__Exercise directions__. Each record below needs to be retyped exactly.

__Records from a data source__.
——

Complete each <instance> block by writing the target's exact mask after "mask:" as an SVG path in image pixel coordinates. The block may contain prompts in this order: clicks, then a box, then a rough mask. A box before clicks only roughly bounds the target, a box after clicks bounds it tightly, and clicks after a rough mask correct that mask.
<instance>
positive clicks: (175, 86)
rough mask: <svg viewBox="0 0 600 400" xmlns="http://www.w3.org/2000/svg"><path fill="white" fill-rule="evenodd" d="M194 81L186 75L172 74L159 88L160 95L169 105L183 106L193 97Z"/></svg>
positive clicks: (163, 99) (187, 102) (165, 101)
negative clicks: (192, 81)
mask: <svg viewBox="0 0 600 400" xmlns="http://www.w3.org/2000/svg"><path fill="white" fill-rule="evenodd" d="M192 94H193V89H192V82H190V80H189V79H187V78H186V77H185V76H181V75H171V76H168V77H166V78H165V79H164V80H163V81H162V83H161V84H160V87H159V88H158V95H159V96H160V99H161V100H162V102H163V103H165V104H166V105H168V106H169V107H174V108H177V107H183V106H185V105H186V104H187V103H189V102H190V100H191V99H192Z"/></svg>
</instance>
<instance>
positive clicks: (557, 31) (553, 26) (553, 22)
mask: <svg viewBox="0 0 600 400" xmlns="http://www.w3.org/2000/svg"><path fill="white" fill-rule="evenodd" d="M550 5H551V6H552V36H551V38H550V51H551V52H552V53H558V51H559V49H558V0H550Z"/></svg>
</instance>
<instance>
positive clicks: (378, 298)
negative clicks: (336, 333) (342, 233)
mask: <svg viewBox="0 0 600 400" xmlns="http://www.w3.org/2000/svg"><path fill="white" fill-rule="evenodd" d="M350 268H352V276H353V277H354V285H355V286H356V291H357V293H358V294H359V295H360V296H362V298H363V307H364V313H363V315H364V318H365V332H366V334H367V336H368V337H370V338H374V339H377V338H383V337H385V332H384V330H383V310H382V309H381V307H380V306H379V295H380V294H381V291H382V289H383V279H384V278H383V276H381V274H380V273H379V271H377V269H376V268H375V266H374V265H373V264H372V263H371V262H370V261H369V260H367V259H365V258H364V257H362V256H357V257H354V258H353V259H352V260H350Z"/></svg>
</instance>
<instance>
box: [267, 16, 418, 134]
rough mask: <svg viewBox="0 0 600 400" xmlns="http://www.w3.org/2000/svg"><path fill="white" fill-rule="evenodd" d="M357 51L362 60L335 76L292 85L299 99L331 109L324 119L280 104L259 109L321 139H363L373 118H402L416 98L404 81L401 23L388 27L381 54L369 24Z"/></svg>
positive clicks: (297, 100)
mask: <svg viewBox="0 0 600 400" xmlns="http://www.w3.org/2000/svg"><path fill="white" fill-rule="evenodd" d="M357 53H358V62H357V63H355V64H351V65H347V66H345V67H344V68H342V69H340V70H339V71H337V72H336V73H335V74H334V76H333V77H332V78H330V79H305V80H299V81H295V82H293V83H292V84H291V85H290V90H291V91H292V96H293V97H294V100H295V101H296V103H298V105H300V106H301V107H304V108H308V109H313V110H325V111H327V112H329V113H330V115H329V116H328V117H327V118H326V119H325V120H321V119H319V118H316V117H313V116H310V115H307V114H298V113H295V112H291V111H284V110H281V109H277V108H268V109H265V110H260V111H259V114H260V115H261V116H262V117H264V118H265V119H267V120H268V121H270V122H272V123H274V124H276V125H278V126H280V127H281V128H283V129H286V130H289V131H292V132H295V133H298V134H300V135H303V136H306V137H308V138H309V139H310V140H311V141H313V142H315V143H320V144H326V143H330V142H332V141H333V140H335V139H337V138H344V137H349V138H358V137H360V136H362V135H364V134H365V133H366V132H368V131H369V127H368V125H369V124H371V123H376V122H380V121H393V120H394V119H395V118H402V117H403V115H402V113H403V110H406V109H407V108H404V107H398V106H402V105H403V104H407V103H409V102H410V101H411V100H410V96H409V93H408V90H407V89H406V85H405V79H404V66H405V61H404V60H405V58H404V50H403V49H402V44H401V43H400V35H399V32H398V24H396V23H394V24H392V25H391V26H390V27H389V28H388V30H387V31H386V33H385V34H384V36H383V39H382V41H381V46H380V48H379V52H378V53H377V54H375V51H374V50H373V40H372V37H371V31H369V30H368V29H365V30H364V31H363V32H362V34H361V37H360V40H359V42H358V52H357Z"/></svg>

——

__Task output__.
Complete each <instance> block by writing the target's exact mask after "mask:" as an SVG path in image pixel coordinates. The block may contain prompts in this order: clicks, then a box, then a rough mask. A box before clicks only roughly bounds the target, a box after clicks bounds it tightly, and clicks after a rough mask correct that mask.
<instance>
positive clicks: (175, 86)
rough mask: <svg viewBox="0 0 600 400" xmlns="http://www.w3.org/2000/svg"><path fill="white" fill-rule="evenodd" d="M194 81L186 75L172 74L159 88L160 95L169 105L183 106L193 97Z"/></svg>
positive clicks: (163, 99) (187, 102) (165, 101)
negative clicks: (192, 81)
mask: <svg viewBox="0 0 600 400" xmlns="http://www.w3.org/2000/svg"><path fill="white" fill-rule="evenodd" d="M192 94H193V89H192V82H190V80H189V79H187V78H186V77H185V76H181V75H171V76H168V77H166V78H165V79H164V80H163V81H162V83H161V84H160V87H159V88H158V95H159V96H160V99H161V100H162V102H163V103H165V104H166V105H168V106H169V107H174V108H177V107H183V106H185V105H186V104H187V103H189V102H190V100H191V99H192Z"/></svg>
</instance>
<instance>
positive clicks: (557, 31) (553, 26) (553, 22)
mask: <svg viewBox="0 0 600 400" xmlns="http://www.w3.org/2000/svg"><path fill="white" fill-rule="evenodd" d="M550 5H551V6H552V36H551V38H550V51H551V52H552V53H558V51H559V49H558V0H550Z"/></svg>
</instance>
<instance>
positive clicks: (378, 298)
negative clicks: (336, 333) (342, 233)
mask: <svg viewBox="0 0 600 400" xmlns="http://www.w3.org/2000/svg"><path fill="white" fill-rule="evenodd" d="M350 268H352V276H353V277H354V285H355V286H356V291H357V293H358V294H359V295H360V296H362V298H363V307H364V313H363V315H364V318H365V332H366V334H367V336H368V337H370V338H374V339H377V338H383V337H385V332H384V330H383V310H382V309H381V307H380V306H379V295H380V294H381V291H382V289H383V279H384V278H383V276H381V274H380V273H379V271H377V269H376V268H375V266H374V265H373V264H372V263H371V262H370V261H369V260H367V259H365V258H364V257H362V256H357V257H354V258H353V259H352V260H350Z"/></svg>
</instance>
<instance>
box: [267, 16, 418, 134]
rough mask: <svg viewBox="0 0 600 400" xmlns="http://www.w3.org/2000/svg"><path fill="white" fill-rule="evenodd" d="M357 51L362 60L335 76L292 85L299 99L331 109L324 119L280 104L259 109L321 139H363L373 118H402L416 98L404 81L401 23L388 27L381 54L369 24Z"/></svg>
positive clicks: (297, 100)
mask: <svg viewBox="0 0 600 400" xmlns="http://www.w3.org/2000/svg"><path fill="white" fill-rule="evenodd" d="M357 53H358V62H357V63H355V64H351V65H347V66H345V67H344V68H342V69H340V70H339V71H337V72H336V73H335V74H334V76H333V77H332V78H330V79H305V80H299V81H295V82H293V83H292V84H291V85H290V90H291V91H292V96H293V97H294V100H295V101H296V103H298V105H300V106H301V107H304V108H308V109H313V110H325V111H327V112H329V113H330V115H329V116H328V117H327V118H326V119H325V120H321V119H319V118H316V117H313V116H310V115H307V114H298V113H295V112H291V111H284V110H281V109H277V108H268V109H265V110H260V111H259V114H260V115H261V116H262V117H264V118H265V119H267V120H268V121H270V122H272V123H274V124H276V125H278V126H280V127H281V128H283V129H286V130H289V131H292V132H295V133H298V134H300V135H303V136H306V137H308V138H309V139H310V140H311V141H313V142H315V143H320V144H326V143H330V142H332V141H333V140H335V139H337V138H344V137H349V138H358V137H360V136H362V135H364V134H365V133H366V132H368V131H369V127H368V125H369V124H371V123H376V122H380V121H393V120H394V119H395V118H402V117H403V115H402V113H403V110H406V109H407V108H404V107H398V106H402V105H403V104H407V103H409V102H410V101H411V100H410V96H409V93H408V90H407V89H406V85H405V79H404V66H405V61H404V60H405V58H404V50H403V49H402V44H401V43H400V35H399V32H398V24H396V23H394V24H392V25H391V26H390V27H389V28H388V30H387V31H386V33H385V34H384V36H383V39H382V41H381V46H380V48H379V52H378V53H377V54H375V51H374V50H373V40H372V37H371V31H369V30H368V29H365V30H364V31H363V32H362V34H361V37H360V40H359V42H358V52H357Z"/></svg>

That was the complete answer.